* [WHAT YOU SHOULD DO]: Locate every line of the items that contains the word "yellow" and copy each one out.

* [DATA FOR THE TASK]:
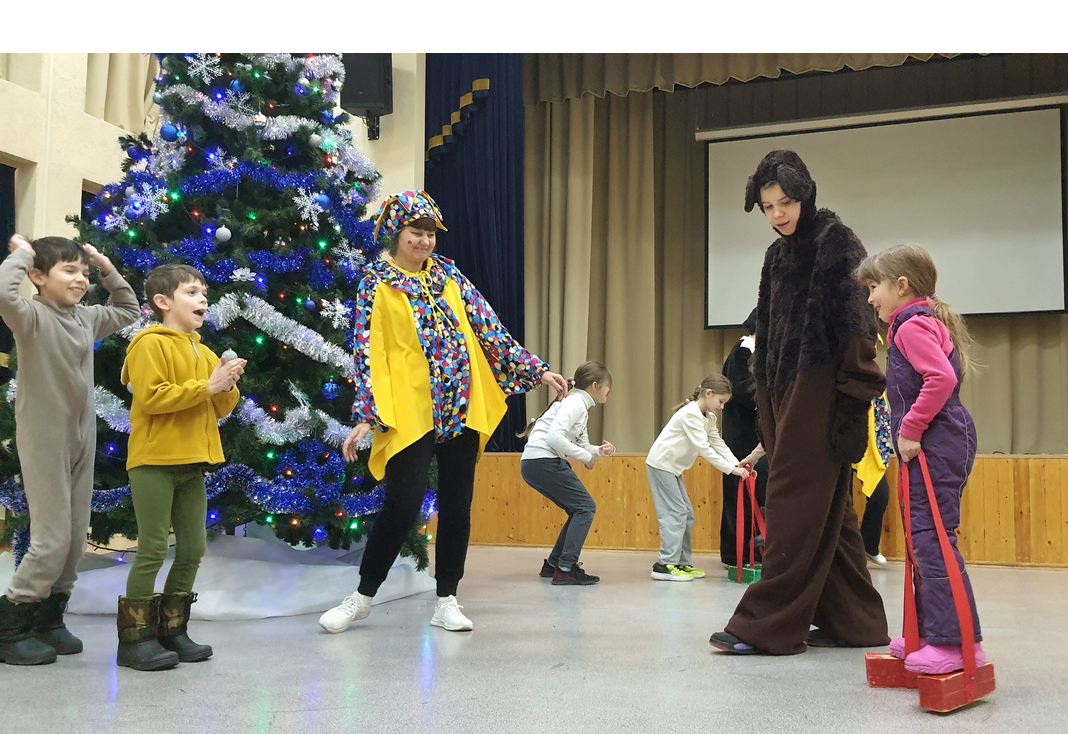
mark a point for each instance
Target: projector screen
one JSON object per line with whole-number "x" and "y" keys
{"x": 983, "y": 193}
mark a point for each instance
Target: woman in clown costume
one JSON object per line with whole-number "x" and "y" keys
{"x": 434, "y": 365}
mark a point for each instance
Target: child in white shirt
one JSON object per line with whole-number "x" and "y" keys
{"x": 558, "y": 434}
{"x": 690, "y": 432}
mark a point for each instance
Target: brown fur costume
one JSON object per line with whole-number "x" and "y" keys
{"x": 815, "y": 373}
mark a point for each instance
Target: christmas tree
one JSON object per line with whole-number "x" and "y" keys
{"x": 253, "y": 181}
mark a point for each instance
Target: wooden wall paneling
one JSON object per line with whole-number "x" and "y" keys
{"x": 1012, "y": 510}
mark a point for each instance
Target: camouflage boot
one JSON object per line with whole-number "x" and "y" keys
{"x": 138, "y": 646}
{"x": 173, "y": 619}
{"x": 49, "y": 628}
{"x": 18, "y": 646}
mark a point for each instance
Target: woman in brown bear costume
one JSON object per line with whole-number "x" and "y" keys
{"x": 815, "y": 373}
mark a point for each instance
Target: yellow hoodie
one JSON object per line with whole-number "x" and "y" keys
{"x": 173, "y": 419}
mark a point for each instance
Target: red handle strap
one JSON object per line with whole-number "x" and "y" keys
{"x": 910, "y": 627}
{"x": 755, "y": 518}
{"x": 956, "y": 586}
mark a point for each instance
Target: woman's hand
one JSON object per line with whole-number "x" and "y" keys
{"x": 740, "y": 470}
{"x": 553, "y": 380}
{"x": 907, "y": 449}
{"x": 355, "y": 436}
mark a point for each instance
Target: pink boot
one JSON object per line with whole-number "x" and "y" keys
{"x": 897, "y": 646}
{"x": 939, "y": 659}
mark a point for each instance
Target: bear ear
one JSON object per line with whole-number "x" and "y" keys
{"x": 796, "y": 185}
{"x": 751, "y": 193}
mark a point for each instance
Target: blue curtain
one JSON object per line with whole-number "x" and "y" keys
{"x": 476, "y": 177}
{"x": 6, "y": 230}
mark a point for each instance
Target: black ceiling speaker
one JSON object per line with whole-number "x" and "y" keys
{"x": 368, "y": 88}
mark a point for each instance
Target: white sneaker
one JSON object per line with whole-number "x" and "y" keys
{"x": 355, "y": 607}
{"x": 448, "y": 614}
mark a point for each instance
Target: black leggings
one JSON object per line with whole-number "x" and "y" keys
{"x": 406, "y": 478}
{"x": 874, "y": 511}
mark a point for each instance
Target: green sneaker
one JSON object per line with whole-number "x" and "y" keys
{"x": 669, "y": 573}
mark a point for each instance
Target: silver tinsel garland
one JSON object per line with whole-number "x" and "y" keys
{"x": 264, "y": 316}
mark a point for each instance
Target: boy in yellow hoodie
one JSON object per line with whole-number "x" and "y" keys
{"x": 181, "y": 389}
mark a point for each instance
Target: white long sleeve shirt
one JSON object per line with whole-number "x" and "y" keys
{"x": 561, "y": 432}
{"x": 690, "y": 434}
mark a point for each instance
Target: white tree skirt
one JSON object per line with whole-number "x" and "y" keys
{"x": 245, "y": 578}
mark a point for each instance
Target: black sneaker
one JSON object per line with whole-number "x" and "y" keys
{"x": 575, "y": 577}
{"x": 729, "y": 643}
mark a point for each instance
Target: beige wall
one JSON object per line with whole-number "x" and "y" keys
{"x": 59, "y": 150}
{"x": 56, "y": 147}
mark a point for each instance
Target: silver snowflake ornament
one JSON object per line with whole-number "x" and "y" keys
{"x": 347, "y": 253}
{"x": 308, "y": 208}
{"x": 336, "y": 312}
{"x": 150, "y": 200}
{"x": 206, "y": 66}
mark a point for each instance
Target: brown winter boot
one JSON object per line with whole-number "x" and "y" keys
{"x": 49, "y": 628}
{"x": 18, "y": 646}
{"x": 173, "y": 620}
{"x": 138, "y": 646}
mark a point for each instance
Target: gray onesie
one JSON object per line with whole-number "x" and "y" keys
{"x": 56, "y": 421}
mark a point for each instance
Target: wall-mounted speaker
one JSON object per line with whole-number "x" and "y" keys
{"x": 368, "y": 84}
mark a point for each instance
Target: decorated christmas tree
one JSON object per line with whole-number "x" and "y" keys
{"x": 253, "y": 181}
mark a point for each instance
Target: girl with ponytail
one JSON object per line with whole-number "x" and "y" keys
{"x": 559, "y": 434}
{"x": 926, "y": 360}
{"x": 691, "y": 432}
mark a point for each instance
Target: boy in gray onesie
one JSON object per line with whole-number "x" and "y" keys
{"x": 56, "y": 430}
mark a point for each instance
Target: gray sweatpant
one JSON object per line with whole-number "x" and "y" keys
{"x": 556, "y": 481}
{"x": 675, "y": 515}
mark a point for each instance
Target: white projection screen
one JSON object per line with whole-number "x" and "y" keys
{"x": 982, "y": 192}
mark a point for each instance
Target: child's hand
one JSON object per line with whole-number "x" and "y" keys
{"x": 907, "y": 449}
{"x": 355, "y": 436}
{"x": 225, "y": 375}
{"x": 17, "y": 241}
{"x": 98, "y": 260}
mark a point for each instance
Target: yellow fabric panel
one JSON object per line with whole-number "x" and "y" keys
{"x": 870, "y": 468}
{"x": 399, "y": 377}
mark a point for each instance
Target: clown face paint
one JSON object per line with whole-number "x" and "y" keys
{"x": 413, "y": 247}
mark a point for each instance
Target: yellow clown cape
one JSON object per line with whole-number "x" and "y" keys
{"x": 401, "y": 376}
{"x": 870, "y": 468}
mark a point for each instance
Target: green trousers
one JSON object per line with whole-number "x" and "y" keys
{"x": 168, "y": 497}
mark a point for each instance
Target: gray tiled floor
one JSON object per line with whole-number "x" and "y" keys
{"x": 628, "y": 655}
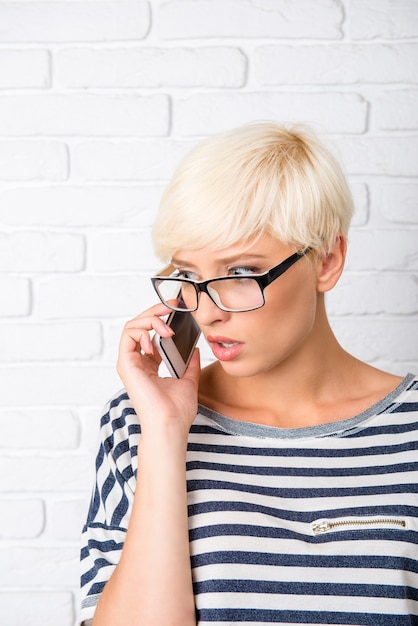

* [COMPLETE RESPONSE]:
Target: yellow hoodie
Target: boy in yellow hoodie
Target: yellow fabric panel
Target: yellow clown cape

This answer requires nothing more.